> **INPUT FOR THIS TASK**:
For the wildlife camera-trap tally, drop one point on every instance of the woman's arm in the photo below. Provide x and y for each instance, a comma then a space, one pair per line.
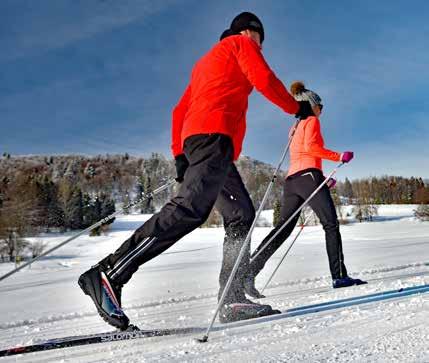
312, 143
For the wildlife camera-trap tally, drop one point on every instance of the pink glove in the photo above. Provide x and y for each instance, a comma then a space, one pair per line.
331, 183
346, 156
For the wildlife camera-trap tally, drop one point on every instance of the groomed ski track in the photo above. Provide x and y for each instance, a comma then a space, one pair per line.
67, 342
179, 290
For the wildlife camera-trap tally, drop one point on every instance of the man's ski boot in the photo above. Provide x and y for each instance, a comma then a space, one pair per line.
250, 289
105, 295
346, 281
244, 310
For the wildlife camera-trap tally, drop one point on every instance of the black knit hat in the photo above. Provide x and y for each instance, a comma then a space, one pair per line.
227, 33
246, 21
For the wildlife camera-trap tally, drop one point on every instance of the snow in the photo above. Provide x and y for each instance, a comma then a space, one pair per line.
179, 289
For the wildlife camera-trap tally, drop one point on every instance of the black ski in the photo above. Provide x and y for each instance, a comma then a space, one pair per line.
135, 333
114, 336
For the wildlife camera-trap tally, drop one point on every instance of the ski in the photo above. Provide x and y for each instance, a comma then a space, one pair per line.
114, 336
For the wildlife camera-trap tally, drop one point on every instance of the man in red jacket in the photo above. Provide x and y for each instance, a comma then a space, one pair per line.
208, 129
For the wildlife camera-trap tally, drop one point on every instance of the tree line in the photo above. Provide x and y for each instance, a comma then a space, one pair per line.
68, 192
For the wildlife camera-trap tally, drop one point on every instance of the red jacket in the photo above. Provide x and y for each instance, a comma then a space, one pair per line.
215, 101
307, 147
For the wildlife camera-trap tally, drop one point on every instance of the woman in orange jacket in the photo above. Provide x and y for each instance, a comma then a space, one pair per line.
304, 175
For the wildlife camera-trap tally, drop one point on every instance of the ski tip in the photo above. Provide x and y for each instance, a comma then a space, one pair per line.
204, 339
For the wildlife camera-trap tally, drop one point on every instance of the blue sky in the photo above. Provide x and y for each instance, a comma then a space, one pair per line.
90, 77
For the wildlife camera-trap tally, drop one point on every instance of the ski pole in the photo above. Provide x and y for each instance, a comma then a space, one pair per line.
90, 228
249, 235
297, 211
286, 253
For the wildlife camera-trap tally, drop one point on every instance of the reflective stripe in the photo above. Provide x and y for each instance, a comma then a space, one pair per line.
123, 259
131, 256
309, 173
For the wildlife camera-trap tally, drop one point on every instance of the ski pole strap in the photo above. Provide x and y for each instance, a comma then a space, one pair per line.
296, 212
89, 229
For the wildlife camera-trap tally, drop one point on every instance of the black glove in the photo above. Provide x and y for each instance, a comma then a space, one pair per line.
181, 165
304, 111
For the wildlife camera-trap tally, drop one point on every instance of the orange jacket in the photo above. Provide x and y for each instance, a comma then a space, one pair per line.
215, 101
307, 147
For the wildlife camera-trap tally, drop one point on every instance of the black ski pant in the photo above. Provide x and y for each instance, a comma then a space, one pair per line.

> **WHAT THIS TASK INVOLVES**:
Could you recast the lines above as a JSON list of strings, one string per line and blank lines left out, beginning at the line that has "the black glove" and stopping after the last line, with both ends included?

> **SOLUTION FOR THIS EXERCISE**:
[
  "For the wildlife camera-trap tally, drop one point on every instance of the black glove in the photo above. Provide x and y for each instance, a comma then a space, one pair per line.",
  "181, 165",
  "304, 111",
  "For the wildlife camera-trap tally, drop one point on every instance of the orange jacket in the photo above. Provide x and y for each instance, a comma then a space, one pair per line.",
  "215, 101",
  "307, 147",
  "For the wildlife camera-trap tally, drop one point on every instance of the black ski pant in the photo above. Provide x and y for each instance, a comma then a space, one pair per line."
]